* **Selected passage**
==================================================

Anne Frank, the Dutch teenager who through the power and intimacy of her diary became the best-known of the six million Jewish victims of the Holocaust, is most often recalled for an entry that reads: “… I still believe, in spite of everything, that people are truly good at heart … that this cruelty, too, shall end, that peace and tranquility will return once more.”
Heartwarming and noble sentiments. But the context of her Holocaust experience, and its tragic outcome, screams a far darker message: that evil is real and must be confronted.
The other night at Park East Synagogue, listening to the three panelists’ sharp and spirited discussion I moderated on the question of the moment, “Can Iran Be Stopped?” I wasreminded of the dichotomy of worldviews about human nature itself.
In some ways, the world divides between those who believe that, in essence, people are good, and that our differences can be settled through dialogue and negotiation, and those who subscribe to a more sober view that there are good and bad people out there, and that sometimes the bad people have to deterred, contained, or thwarted.
The program, sponsored by the American Friends of Tel Aviv University in partnership with The Jewish Week, drew an estimated 500 people, who surely came away enlightened about the complexity of the Iran crisis, but not necessarily more convinced about what tack to take in preventing the Islamic fundamentalist regime in Iran from developing nuclear arms.

==================================================

* **Data section**
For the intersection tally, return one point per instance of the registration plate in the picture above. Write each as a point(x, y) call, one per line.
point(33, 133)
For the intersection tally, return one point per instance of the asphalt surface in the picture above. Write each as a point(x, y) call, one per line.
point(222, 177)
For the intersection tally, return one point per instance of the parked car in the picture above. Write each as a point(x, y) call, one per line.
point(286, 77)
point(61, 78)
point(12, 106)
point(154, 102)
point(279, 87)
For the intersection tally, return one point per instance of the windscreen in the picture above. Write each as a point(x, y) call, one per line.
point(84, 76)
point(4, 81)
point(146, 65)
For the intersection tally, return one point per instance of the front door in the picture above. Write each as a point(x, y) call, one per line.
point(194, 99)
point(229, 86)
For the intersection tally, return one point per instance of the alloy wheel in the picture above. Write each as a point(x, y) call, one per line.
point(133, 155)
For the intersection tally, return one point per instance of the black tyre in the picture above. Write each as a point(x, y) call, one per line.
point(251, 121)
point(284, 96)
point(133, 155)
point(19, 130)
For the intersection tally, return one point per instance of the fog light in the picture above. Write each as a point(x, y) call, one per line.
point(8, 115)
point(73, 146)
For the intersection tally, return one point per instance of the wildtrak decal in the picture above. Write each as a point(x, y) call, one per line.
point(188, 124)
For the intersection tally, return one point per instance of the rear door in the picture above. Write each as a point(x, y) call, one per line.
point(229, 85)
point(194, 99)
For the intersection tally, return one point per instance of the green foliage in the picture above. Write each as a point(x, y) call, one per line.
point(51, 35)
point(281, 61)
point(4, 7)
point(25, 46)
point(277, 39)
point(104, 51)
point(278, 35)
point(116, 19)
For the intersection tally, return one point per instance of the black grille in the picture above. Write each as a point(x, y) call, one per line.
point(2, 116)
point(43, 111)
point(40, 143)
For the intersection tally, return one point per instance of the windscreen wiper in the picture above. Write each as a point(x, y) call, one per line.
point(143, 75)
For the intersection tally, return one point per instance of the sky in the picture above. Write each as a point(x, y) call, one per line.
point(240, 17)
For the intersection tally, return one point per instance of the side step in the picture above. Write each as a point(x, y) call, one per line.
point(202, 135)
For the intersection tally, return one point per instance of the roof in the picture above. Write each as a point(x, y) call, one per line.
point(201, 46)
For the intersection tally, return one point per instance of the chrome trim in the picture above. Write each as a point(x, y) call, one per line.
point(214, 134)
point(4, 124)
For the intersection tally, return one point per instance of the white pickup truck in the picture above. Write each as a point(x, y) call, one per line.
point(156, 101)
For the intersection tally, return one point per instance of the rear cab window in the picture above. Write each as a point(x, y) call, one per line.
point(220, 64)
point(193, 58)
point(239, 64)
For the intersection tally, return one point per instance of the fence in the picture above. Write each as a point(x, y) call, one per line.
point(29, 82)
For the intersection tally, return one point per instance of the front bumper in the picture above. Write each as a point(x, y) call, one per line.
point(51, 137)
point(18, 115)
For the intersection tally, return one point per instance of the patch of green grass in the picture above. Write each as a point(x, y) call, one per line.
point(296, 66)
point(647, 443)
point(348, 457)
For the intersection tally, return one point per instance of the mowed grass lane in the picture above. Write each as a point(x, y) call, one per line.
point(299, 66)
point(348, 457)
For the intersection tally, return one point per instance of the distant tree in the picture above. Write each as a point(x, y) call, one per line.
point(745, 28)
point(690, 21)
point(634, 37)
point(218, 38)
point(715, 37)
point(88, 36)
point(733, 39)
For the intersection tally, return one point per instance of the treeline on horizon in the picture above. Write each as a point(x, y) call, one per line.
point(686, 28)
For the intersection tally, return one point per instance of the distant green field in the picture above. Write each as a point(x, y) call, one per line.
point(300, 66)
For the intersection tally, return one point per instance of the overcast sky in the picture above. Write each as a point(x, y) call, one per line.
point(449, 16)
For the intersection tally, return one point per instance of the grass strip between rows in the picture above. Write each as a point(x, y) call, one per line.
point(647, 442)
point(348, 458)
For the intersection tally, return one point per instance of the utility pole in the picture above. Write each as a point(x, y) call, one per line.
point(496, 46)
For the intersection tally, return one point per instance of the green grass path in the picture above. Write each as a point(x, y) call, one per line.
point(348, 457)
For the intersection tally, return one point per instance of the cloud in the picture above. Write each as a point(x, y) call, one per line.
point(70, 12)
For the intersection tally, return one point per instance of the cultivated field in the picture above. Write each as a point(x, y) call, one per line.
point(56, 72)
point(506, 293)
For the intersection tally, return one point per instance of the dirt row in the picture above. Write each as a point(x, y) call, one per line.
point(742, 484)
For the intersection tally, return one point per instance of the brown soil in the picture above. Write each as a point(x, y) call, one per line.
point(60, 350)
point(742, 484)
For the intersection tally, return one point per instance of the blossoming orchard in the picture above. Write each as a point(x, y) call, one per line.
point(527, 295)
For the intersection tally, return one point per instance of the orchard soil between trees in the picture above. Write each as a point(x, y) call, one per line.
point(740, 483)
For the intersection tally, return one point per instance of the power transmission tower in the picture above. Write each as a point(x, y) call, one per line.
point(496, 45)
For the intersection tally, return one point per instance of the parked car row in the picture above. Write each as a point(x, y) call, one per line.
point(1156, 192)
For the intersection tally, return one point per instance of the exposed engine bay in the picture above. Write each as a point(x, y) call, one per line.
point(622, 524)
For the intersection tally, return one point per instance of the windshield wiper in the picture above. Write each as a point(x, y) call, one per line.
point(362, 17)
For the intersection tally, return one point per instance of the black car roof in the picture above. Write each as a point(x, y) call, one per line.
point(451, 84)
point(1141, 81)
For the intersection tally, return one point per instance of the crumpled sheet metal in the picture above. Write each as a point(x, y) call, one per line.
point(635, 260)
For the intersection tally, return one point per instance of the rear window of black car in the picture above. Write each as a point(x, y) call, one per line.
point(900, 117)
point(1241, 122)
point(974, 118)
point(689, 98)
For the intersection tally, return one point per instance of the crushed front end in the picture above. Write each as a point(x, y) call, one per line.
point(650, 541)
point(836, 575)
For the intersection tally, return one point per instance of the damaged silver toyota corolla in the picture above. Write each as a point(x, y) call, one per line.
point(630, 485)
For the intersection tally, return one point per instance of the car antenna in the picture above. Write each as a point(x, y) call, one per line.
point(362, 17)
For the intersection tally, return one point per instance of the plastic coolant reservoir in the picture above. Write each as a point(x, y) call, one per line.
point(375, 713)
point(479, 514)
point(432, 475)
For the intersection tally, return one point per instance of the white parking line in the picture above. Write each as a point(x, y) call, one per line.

==================================================

* **Actions to take**
1. List every number the piece on Anne Frank and the Iran panel gives, along with what each one counts.
2. Retype the Anne Frank piece from "In some ways, the" to "developing nuclear arms.".
3. Answer these questions from the piece on Anne Frank and the Iran panel.
(a) What nationality does it give for Anne Frank?
(b) What question was the panel discussion on?
(c) Who sponsored the program, and in partnership with whom?
The material has no connection to the text.

* **Task answers**
1.
- Six million: Jewish victims of the Holocaust
- Three: panelists
- 500: people estimated to have attended the program

2.
In some ways, the world divides between those who believe that, in essence, people are good, and that our differences can be settled through dialogue and negotiation, and those who subscribe to a more sober view that there are good and bad people out there, and that sometimes the bad people have to deterred, contained, or thwarted.
The program, sponsored by the American Friends of Tel Aviv University in partnership with The Jewish Week, drew an estimated 500 people, who surely came away enlightened about the complexity of the Iran crisis, but not necessarily more convinced about what tack to take in preventing the Islamic fundamentalist regime in Iran from developing nuclear arms.

3.
(a) Dutch
(b) "Can Iran Be Stopped?"
(c) The American Friends of Tel Aviv University sponsored it in partnership with The Jewish Week.